● **Supplied material**:
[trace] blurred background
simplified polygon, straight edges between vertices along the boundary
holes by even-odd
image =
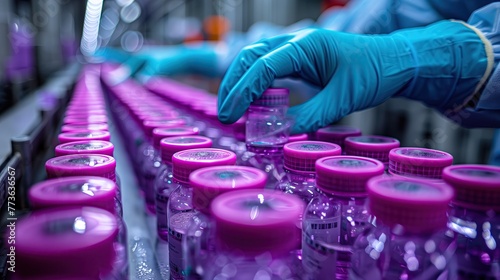
[[[247,34],[245,42],[250,42],[248,34],[259,33],[257,38],[272,33],[273,28],[313,22],[327,8],[346,2],[3,0],[0,2],[0,134],[10,139],[23,127],[30,126],[33,120],[26,116],[29,110],[23,111],[21,119],[12,121],[16,104],[23,100],[39,104],[40,98],[33,97],[33,93],[39,93],[58,71],[72,63],[85,62],[100,48],[135,52],[144,46],[217,41],[228,36],[237,41],[241,38],[238,34]],[[176,78],[205,87],[214,94],[220,81],[199,76]],[[292,100],[295,104],[307,96],[300,84],[291,84],[291,91],[296,93]],[[358,127],[364,134],[396,137],[403,146],[450,152],[456,163],[486,163],[493,139],[491,129],[466,130],[417,102],[401,99],[352,114],[340,123]],[[6,143],[9,145],[8,140]]]

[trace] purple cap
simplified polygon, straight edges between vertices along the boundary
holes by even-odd
[[[424,148],[396,148],[389,152],[389,173],[407,177],[441,179],[443,169],[453,157],[442,151]]]
[[[99,154],[113,156],[115,146],[109,141],[84,140],[59,144],[55,148],[56,157],[74,154]]]
[[[94,115],[106,115],[106,110],[104,109],[82,109],[82,110],[68,110],[66,111],[66,117],[69,116],[94,116]]]
[[[155,128],[183,126],[186,125],[186,121],[184,119],[171,119],[162,121],[144,121],[142,124],[146,134],[149,137],[153,137],[153,130]]]
[[[331,142],[344,147],[344,140],[351,136],[361,136],[361,130],[350,126],[327,126],[316,131],[316,140]]]
[[[16,271],[27,277],[93,277],[109,273],[115,260],[116,218],[95,207],[46,209],[16,228]],[[24,279],[24,278],[23,278]],[[31,279],[31,278],[30,278]]]
[[[235,153],[214,148],[190,149],[172,156],[174,178],[183,183],[189,183],[191,172],[200,168],[235,163]]]
[[[299,172],[314,172],[316,160],[338,156],[342,149],[337,144],[320,141],[298,141],[285,144],[283,156],[285,168]]]
[[[247,166],[214,166],[198,169],[189,175],[193,187],[194,208],[208,213],[217,196],[235,190],[264,189],[267,175]]]
[[[453,189],[445,184],[381,176],[368,181],[367,191],[370,213],[384,225],[402,225],[411,233],[446,228]]]
[[[162,127],[153,130],[153,143],[155,147],[160,147],[160,141],[163,138],[174,136],[192,136],[198,135],[199,129],[194,126]]]
[[[189,149],[211,148],[212,140],[205,136],[168,137],[160,141],[160,147],[162,160],[171,163],[175,153]]]
[[[397,139],[378,135],[351,136],[344,141],[346,154],[374,158],[386,165],[389,164],[389,152],[398,147]]]
[[[59,134],[58,138],[59,143],[61,144],[83,140],[109,141],[111,139],[111,134],[107,131],[82,130],[76,132],[61,133]]]
[[[290,135],[288,137],[288,143],[298,142],[298,141],[307,141],[308,139],[309,139],[309,137],[307,136],[306,133],[294,134],[294,135]]]
[[[61,127],[61,132],[82,130],[108,131],[109,127],[107,124],[65,124]]]
[[[384,164],[371,158],[333,156],[316,161],[316,186],[334,195],[366,196],[366,182],[382,174]]]
[[[304,203],[269,190],[238,190],[212,201],[218,245],[225,250],[283,255],[296,248]]]
[[[116,161],[106,155],[67,155],[47,160],[45,170],[49,178],[70,176],[98,176],[116,182]]]
[[[93,116],[78,116],[72,115],[64,118],[65,124],[82,124],[82,123],[107,123],[108,118],[106,115],[93,115]]]
[[[78,176],[50,179],[29,190],[33,209],[60,206],[92,206],[115,211],[116,184],[105,178]]]
[[[443,170],[443,180],[455,189],[453,204],[476,210],[500,210],[500,167],[452,165]]]
[[[287,88],[268,88],[261,97],[252,102],[253,106],[288,106],[289,91]]]

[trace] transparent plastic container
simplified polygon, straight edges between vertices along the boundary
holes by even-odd
[[[331,156],[316,161],[320,195],[308,204],[302,223],[306,279],[348,278],[352,246],[369,223],[366,183],[383,173],[384,165],[369,158]]]
[[[111,134],[107,131],[82,130],[77,132],[61,133],[59,134],[58,139],[60,144],[86,140],[110,141]]]
[[[128,279],[126,247],[110,212],[58,208],[17,223],[14,279]]]
[[[85,140],[59,144],[55,148],[56,157],[74,154],[99,154],[113,156],[115,146],[109,141]]]
[[[297,247],[304,203],[271,190],[239,190],[211,204],[216,247],[203,279],[300,279]]]
[[[306,133],[294,134],[294,135],[290,135],[288,137],[288,143],[298,142],[298,141],[307,141],[307,140],[309,140],[309,136]]]
[[[453,163],[453,156],[424,148],[395,148],[389,152],[389,174],[443,183],[443,169]]]
[[[108,117],[106,115],[82,115],[82,116],[68,116],[64,118],[63,121],[65,124],[82,124],[82,123],[107,123]]]
[[[361,130],[350,126],[331,125],[318,129],[315,140],[337,144],[345,151],[344,140],[352,136],[361,136]]]
[[[178,187],[174,182],[172,156],[180,151],[212,147],[212,140],[204,136],[178,136],[160,141],[162,165],[155,179],[156,228],[158,237],[168,241],[168,199]]]
[[[153,130],[153,149],[143,162],[141,174],[143,176],[143,189],[146,197],[146,207],[151,213],[156,212],[155,206],[155,180],[161,167],[162,157],[160,141],[164,138],[174,136],[197,135],[198,128],[192,126],[164,127]]]
[[[350,279],[456,279],[456,244],[445,235],[453,189],[378,177],[367,190],[373,227],[354,244]]]
[[[219,195],[236,190],[264,189],[266,173],[246,166],[216,166],[198,169],[189,176],[193,188],[196,214],[187,232],[188,279],[201,279],[203,267],[212,261],[215,243],[212,201]]]
[[[316,160],[322,157],[338,156],[342,153],[339,145],[320,141],[298,141],[283,147],[284,170],[286,176],[276,189],[293,194],[309,203],[316,191]]]
[[[500,279],[500,168],[454,165],[443,179],[456,194],[448,228],[457,242],[457,279]]]
[[[203,167],[234,165],[233,152],[214,149],[191,149],[177,152],[172,156],[173,178],[178,187],[168,200],[168,248],[171,279],[184,279],[186,271],[186,232],[191,219],[196,214],[193,209],[193,188],[189,175]]]
[[[109,127],[105,123],[101,123],[101,124],[65,124],[61,127],[61,132],[71,132],[71,131],[81,131],[81,130],[109,131]]]
[[[389,168],[389,152],[399,145],[395,138],[378,135],[351,136],[344,141],[346,155],[379,160],[386,169]]]

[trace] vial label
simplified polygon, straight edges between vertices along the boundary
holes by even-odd
[[[156,219],[159,230],[168,228],[167,223],[168,213],[168,196],[162,190],[156,192]]]
[[[316,143],[297,143],[297,144],[292,144],[288,145],[291,149],[294,150],[300,150],[300,151],[327,151],[327,150],[332,150],[332,148],[336,148],[335,146],[332,147],[332,145],[328,144],[316,144]]]
[[[337,253],[334,249],[313,240],[309,235],[302,238],[302,265],[314,279],[332,279],[336,272]]]
[[[168,249],[171,279],[185,279],[186,257],[184,247],[186,244],[186,231],[195,215],[194,212],[181,212],[170,218],[168,228]]]
[[[424,151],[419,149],[399,149],[398,154],[417,158],[443,158],[446,155],[437,151]]]
[[[471,177],[487,177],[487,178],[500,178],[500,172],[493,172],[490,170],[478,170],[478,169],[452,169],[452,173],[457,173],[461,175],[467,175]]]
[[[186,152],[179,155],[179,158],[184,160],[196,161],[196,160],[216,160],[223,159],[231,156],[229,152],[223,151],[201,151],[201,152]]]
[[[49,221],[45,224],[44,232],[47,235],[57,235],[65,233],[84,234],[87,223],[83,217],[64,218]]]
[[[355,137],[352,140],[360,143],[392,143],[394,142],[391,139],[382,138],[382,137],[370,137],[370,136],[359,136]]]
[[[98,144],[74,144],[74,145],[64,146],[64,148],[68,149],[68,150],[97,150],[97,149],[104,148],[104,145],[98,145]]]
[[[79,193],[79,192],[83,192],[85,194],[93,196],[94,192],[98,191],[99,189],[100,189],[99,186],[96,186],[96,185],[93,185],[93,184],[90,184],[90,183],[83,183],[83,184],[74,183],[74,184],[59,186],[57,188],[57,191],[61,192],[61,193]]]
[[[60,165],[73,165],[73,166],[99,166],[109,161],[107,157],[99,157],[97,155],[92,156],[80,156],[73,158],[63,158],[62,160],[58,160],[55,158],[53,161],[54,164]]]
[[[193,143],[203,143],[206,142],[205,139],[195,138],[195,137],[182,137],[175,138],[172,140],[164,141],[165,143],[177,143],[177,144],[193,144]]]

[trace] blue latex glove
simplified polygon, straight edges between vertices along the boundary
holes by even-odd
[[[213,76],[221,72],[216,46],[208,43],[145,47],[136,53],[107,48],[98,51],[96,56],[121,64],[116,82],[131,76],[145,81],[156,75],[190,73]]]
[[[315,131],[392,96],[436,108],[462,104],[485,76],[485,44],[461,22],[390,35],[308,29],[250,45],[219,89],[219,120],[233,123],[276,78],[299,77],[323,90],[289,109],[292,133]]]
[[[490,164],[500,166],[500,129],[495,132],[493,146],[491,147]]]

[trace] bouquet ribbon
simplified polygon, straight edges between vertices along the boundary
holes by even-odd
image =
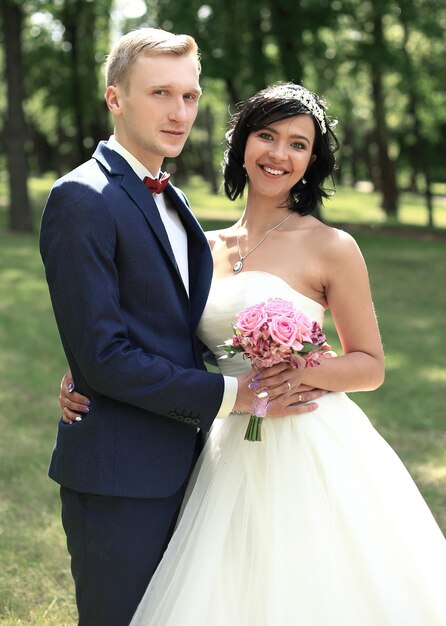
[[[246,441],[262,441],[262,422],[268,409],[269,398],[265,388],[254,393],[251,417],[245,433]]]

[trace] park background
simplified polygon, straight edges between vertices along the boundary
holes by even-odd
[[[363,250],[386,350],[384,386],[354,399],[446,532],[444,1],[1,0],[0,18],[0,624],[75,623],[46,476],[66,363],[38,224],[54,179],[110,134],[103,62],[140,26],[190,33],[202,51],[200,113],[165,165],[205,229],[243,209],[220,191],[236,104],[285,80],[329,102],[342,147],[320,216]]]

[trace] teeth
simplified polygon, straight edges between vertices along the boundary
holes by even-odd
[[[273,170],[267,165],[264,165],[263,169],[265,170],[265,172],[268,172],[268,174],[273,174],[274,176],[279,176],[279,174],[284,174],[284,170]]]

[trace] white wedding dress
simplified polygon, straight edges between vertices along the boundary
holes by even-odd
[[[213,281],[201,338],[220,356],[235,313],[269,297],[322,325],[317,302],[242,272]],[[249,416],[216,420],[131,626],[446,625],[446,541],[414,482],[347,395],[317,402],[264,419],[258,443]]]

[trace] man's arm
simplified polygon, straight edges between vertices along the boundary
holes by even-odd
[[[159,415],[181,406],[191,415],[206,414],[200,426],[209,427],[223,397],[223,377],[180,367],[132,341],[120,307],[117,248],[116,225],[101,193],[73,182],[53,189],[41,253],[67,358],[87,385],[81,390]]]

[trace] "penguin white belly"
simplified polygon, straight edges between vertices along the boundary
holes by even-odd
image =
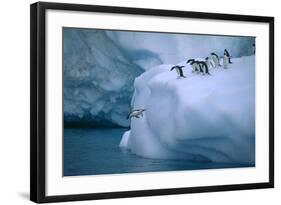
[[[228,68],[229,60],[228,57],[225,55],[223,57],[223,68]]]
[[[212,60],[214,62],[215,67],[219,67],[219,60],[216,56],[212,55]]]
[[[195,63],[195,68],[196,68],[197,72],[200,72],[200,65],[199,64]]]
[[[177,74],[180,75],[180,71],[178,68],[176,68]]]
[[[209,58],[209,59],[207,60],[207,65],[209,66],[209,68],[210,68],[210,67],[212,67],[212,68],[215,68],[215,67],[216,67],[216,64],[215,64],[214,60],[211,59],[211,58]]]
[[[193,63],[193,64],[191,65],[191,68],[192,68],[192,72],[195,72],[195,71],[196,71],[196,64]]]

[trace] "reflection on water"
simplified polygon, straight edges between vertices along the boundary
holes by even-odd
[[[119,147],[126,129],[65,129],[64,176],[242,167],[238,164],[147,159]]]

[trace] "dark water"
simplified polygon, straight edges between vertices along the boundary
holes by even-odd
[[[65,129],[64,176],[246,167],[146,159],[119,147],[126,129]]]

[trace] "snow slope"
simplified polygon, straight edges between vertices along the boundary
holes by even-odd
[[[177,79],[172,65],[154,67],[135,79],[131,119],[120,146],[148,158],[227,163],[255,162],[255,58],[233,59],[210,76]]]

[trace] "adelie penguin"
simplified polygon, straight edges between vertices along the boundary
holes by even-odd
[[[183,74],[183,71],[182,71],[183,67],[184,66],[176,65],[176,66],[173,66],[170,71],[175,69],[177,71],[177,74],[179,75],[178,78],[186,78]]]
[[[215,63],[215,67],[220,67],[221,66],[220,65],[220,58],[219,58],[219,56],[216,53],[212,52],[211,53],[211,58],[212,58],[212,60]]]
[[[232,64],[232,62],[231,62],[231,60],[230,60],[230,54],[229,54],[229,52],[228,52],[228,50],[226,50],[226,49],[224,49],[224,54],[223,55],[226,55],[227,57],[228,57],[228,63],[229,64]]]
[[[187,64],[191,65],[192,73],[193,72],[203,72],[201,66],[199,65],[198,61],[195,61],[194,59],[188,59],[186,61]]]
[[[199,63],[199,66],[201,67],[203,75],[205,75],[205,74],[211,75],[209,73],[209,67],[206,62],[204,62],[204,61],[197,61],[197,62]]]
[[[224,53],[223,56],[223,68],[226,69],[228,68],[229,65],[229,57],[226,55],[226,53]]]
[[[205,58],[205,61],[206,61],[206,64],[207,64],[207,66],[209,67],[209,68],[215,68],[216,66],[215,66],[215,63],[214,63],[214,61],[213,61],[213,59],[211,59],[211,58],[209,58],[209,57],[206,57]]]
[[[135,117],[135,118],[140,118],[143,116],[143,112],[145,111],[145,109],[135,109],[135,110],[132,110],[128,116],[127,116],[127,119],[130,119],[132,117]]]

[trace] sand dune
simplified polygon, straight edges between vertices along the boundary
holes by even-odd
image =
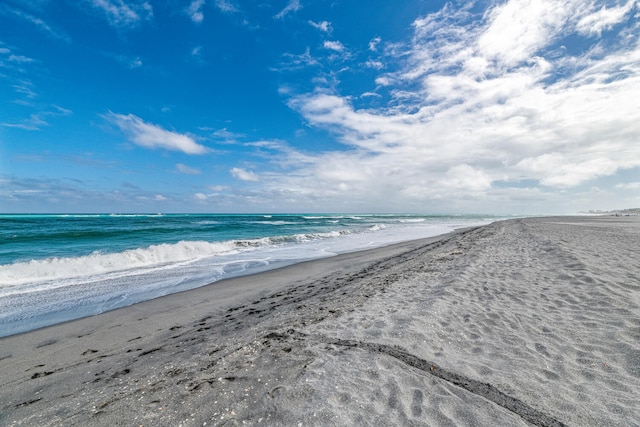
[[[640,218],[504,221],[0,340],[2,425],[640,425]]]

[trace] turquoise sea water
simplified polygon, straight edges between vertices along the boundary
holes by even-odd
[[[487,216],[0,215],[0,336]]]

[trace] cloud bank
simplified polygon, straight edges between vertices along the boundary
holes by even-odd
[[[639,15],[634,0],[447,4],[416,19],[409,42],[371,42],[372,64],[398,64],[370,67],[371,91],[318,85],[289,98],[348,149],[273,174],[271,190],[372,206],[548,205],[639,170]],[[354,102],[376,94],[377,107]]]

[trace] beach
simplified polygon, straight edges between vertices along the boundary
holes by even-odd
[[[640,217],[499,221],[0,339],[6,426],[640,426]]]

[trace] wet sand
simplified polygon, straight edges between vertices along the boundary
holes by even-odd
[[[0,339],[0,376],[7,426],[640,426],[640,218],[226,280]]]

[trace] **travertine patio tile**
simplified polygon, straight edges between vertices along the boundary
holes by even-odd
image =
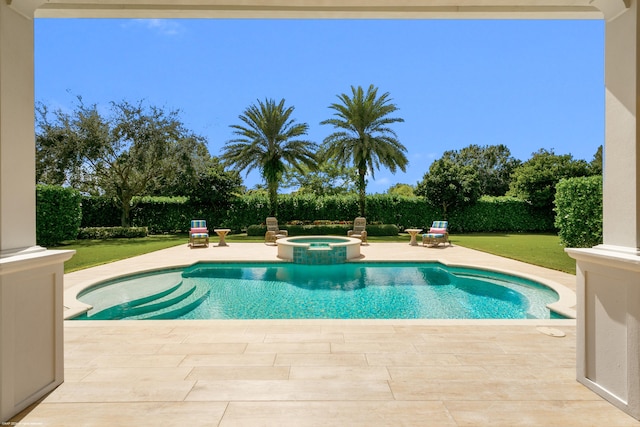
[[[91,372],[93,372],[94,368],[66,368],[64,370],[64,380],[69,382],[77,382],[81,381]]]
[[[250,343],[245,353],[329,353],[331,344],[319,342]]]
[[[275,366],[367,366],[364,354],[278,354]]]
[[[411,343],[393,341],[369,341],[331,344],[332,353],[413,353],[417,350]]]
[[[367,353],[369,366],[440,366],[460,365],[454,354],[441,353]]]
[[[509,378],[517,380],[548,380],[574,383],[576,381],[575,366],[558,367],[552,365],[529,365],[526,367],[516,365],[499,365],[485,367],[492,379]]]
[[[64,382],[46,403],[180,402],[195,381]]]
[[[288,366],[196,366],[187,380],[286,380]]]
[[[275,354],[190,354],[181,366],[273,366]]]
[[[331,322],[322,327],[323,333],[343,333],[343,334],[395,334],[393,325],[386,324],[366,324],[357,321],[336,323]]]
[[[232,344],[232,343],[249,343],[249,342],[263,342],[265,334],[260,333],[245,333],[245,334],[233,334],[220,331],[209,333],[193,333],[187,336],[184,340],[186,344]]]
[[[140,354],[140,355],[105,355],[96,357],[91,365],[96,368],[170,368],[182,363],[184,355]]]
[[[267,334],[264,338],[265,343],[272,342],[326,342],[326,343],[343,343],[344,334],[341,332],[334,333],[279,333]]]
[[[573,367],[575,369],[575,355],[573,358]],[[537,353],[475,353],[475,354],[456,354],[455,358],[463,365],[479,365],[479,366],[502,366],[514,365],[522,369],[528,369],[533,365],[555,366],[556,361],[549,360],[544,354]]]
[[[389,380],[389,371],[384,366],[330,366],[291,368],[292,380]]]
[[[181,344],[167,344],[160,347],[158,354],[187,355],[187,354],[242,354],[247,344],[238,343],[197,343],[185,342]]]
[[[447,401],[445,406],[460,427],[637,427],[640,424],[603,401]]]
[[[186,401],[392,400],[387,381],[197,381]]]
[[[488,380],[491,378],[483,367],[480,366],[421,366],[421,367],[390,367],[389,374],[393,381],[420,381],[420,380],[456,380],[464,378],[471,380]]]
[[[65,350],[65,355],[76,356],[86,354],[156,354],[162,344],[128,343],[124,340],[103,340],[98,343],[82,342]]]
[[[226,408],[226,402],[42,403],[28,413],[25,424],[18,425],[211,427]]]
[[[578,382],[509,380],[390,381],[397,400],[600,400]]]
[[[83,382],[116,382],[116,381],[153,381],[162,378],[162,381],[182,381],[191,372],[191,367],[168,368],[98,368],[82,379]]]
[[[345,333],[345,343],[357,343],[357,342],[392,342],[392,343],[404,343],[424,344],[425,341],[422,338],[422,334],[411,333],[393,333],[393,334],[374,334],[374,333]]]
[[[427,424],[428,423],[428,424]],[[455,427],[442,402],[231,402],[220,427]]]
[[[414,346],[419,353],[504,353],[498,344],[484,341],[454,341],[414,344]]]

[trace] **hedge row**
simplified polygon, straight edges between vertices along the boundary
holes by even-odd
[[[36,186],[36,242],[55,245],[75,239],[82,210],[80,192],[53,185]]]
[[[555,225],[565,246],[589,248],[602,243],[602,176],[561,180],[555,206]]]
[[[327,225],[279,225],[282,230],[287,230],[289,236],[346,236],[347,231],[353,229],[353,224],[327,224]],[[249,236],[264,236],[267,232],[266,225],[251,225],[247,228]],[[368,236],[397,236],[398,226],[395,224],[367,224]]]
[[[239,232],[251,225],[264,224],[269,216],[269,206],[264,195],[240,197],[230,203],[229,209],[196,205],[183,198],[145,198],[137,200],[131,214],[133,226],[147,227],[152,234],[187,231],[191,219],[204,219],[210,228],[230,228]],[[278,220],[282,225],[291,221],[304,223],[319,219],[350,223],[357,216],[356,196],[278,197]],[[405,228],[428,228],[433,221],[442,219],[438,210],[422,197],[367,196],[369,224],[395,224],[403,231]],[[452,212],[448,220],[452,232],[554,230],[553,212],[536,210],[528,203],[511,197],[481,198],[473,206]],[[114,225],[119,225],[117,210],[104,200],[83,200],[83,227]]]
[[[147,227],[87,227],[78,231],[78,239],[117,239],[147,237]]]

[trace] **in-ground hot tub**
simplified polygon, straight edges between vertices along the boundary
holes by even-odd
[[[276,241],[278,258],[296,264],[339,264],[360,258],[360,239],[340,236],[296,236]]]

● **Task brief**: Copy out, in full, each line above that has the word "penguin" in it.

● **Response**:
[trace] "penguin white belly"
[trace] "adelie penguin"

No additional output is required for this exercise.